▶ Information provided:
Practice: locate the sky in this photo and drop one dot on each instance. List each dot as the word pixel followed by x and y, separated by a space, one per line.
==
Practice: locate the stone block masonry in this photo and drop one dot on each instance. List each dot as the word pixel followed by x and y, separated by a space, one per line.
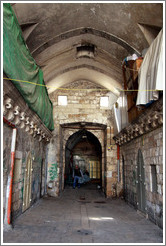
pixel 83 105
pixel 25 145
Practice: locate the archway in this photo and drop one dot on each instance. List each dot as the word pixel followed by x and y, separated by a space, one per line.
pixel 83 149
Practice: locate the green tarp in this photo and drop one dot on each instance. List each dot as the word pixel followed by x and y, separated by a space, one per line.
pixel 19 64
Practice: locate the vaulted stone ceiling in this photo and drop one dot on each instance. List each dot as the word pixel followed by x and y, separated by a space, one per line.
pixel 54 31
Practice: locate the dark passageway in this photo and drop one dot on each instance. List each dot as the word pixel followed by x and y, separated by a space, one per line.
* * *
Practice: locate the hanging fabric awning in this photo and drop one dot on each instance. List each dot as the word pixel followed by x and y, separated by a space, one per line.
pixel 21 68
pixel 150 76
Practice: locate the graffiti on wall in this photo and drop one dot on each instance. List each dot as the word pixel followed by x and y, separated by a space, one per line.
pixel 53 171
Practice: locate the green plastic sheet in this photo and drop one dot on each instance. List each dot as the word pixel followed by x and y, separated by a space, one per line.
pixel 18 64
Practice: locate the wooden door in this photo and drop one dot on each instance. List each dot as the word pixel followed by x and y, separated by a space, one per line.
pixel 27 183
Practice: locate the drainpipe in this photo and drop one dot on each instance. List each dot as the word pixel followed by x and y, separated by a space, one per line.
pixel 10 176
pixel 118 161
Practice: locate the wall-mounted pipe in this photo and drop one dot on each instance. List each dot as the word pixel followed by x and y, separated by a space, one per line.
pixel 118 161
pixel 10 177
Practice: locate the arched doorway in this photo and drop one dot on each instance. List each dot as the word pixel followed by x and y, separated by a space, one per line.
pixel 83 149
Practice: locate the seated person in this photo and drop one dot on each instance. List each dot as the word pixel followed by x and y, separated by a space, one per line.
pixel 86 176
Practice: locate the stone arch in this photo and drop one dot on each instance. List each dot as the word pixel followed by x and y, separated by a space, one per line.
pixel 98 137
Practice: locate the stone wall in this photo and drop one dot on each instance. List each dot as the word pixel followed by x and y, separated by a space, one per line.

▶ Directions:
The expected answer is an exact copy of the lines above, beginning at the line with "Practice: locate the graffiti" and ending at the line with "Practice: locate the stone wall", with both ends in.

▶ Final answer:
Practice: locate the graffiti on wall in this photo and drop one dot on each instance. List each dot as the word pixel followed by x and y, separated by a space, one per line.
pixel 53 171
Practice: locate the green plastic sheet in this photo and drop one dot on each instance. List each dot as the word pixel followed by x and y, separated by a space, one per line.
pixel 18 64
Practice: locate the wooden door in this photo and drop one dot on each instance. List each dot as the word pixel followed by x and y, separated by a space, one per line.
pixel 27 183
Practice: locate the drainpipe in this photo and drop one dot on each instance. List each dot as the word pixel followed by x and y, separated by a space, one per line.
pixel 10 176
pixel 118 161
Practice: locate the wall-mounted pipe in this photo and drop one dot on each instance. List each dot as the word pixel followed by x and y, separated by a space, one per line.
pixel 118 161
pixel 10 177
Practice: locate the arched doorway in this photo and drop one dot on each instance. List each dot as the word pixel followed by x and y, separated by a space, one per line.
pixel 83 149
Practice: locate the seated person in this photo and drop one dot on each instance. List each dot as the word pixel followed by x and y, separated by a space, one per line.
pixel 86 176
Practice: locate the stone arch in this photo and drop one dot on each instance. List each dot as the word pixel followed by x and y, separated by a space, one per line.
pixel 98 137
Practice: locate the stone wall in this photo and drop one dot on each instance. List each dot as the word pixel followed by x and y, separated by a space, one per line.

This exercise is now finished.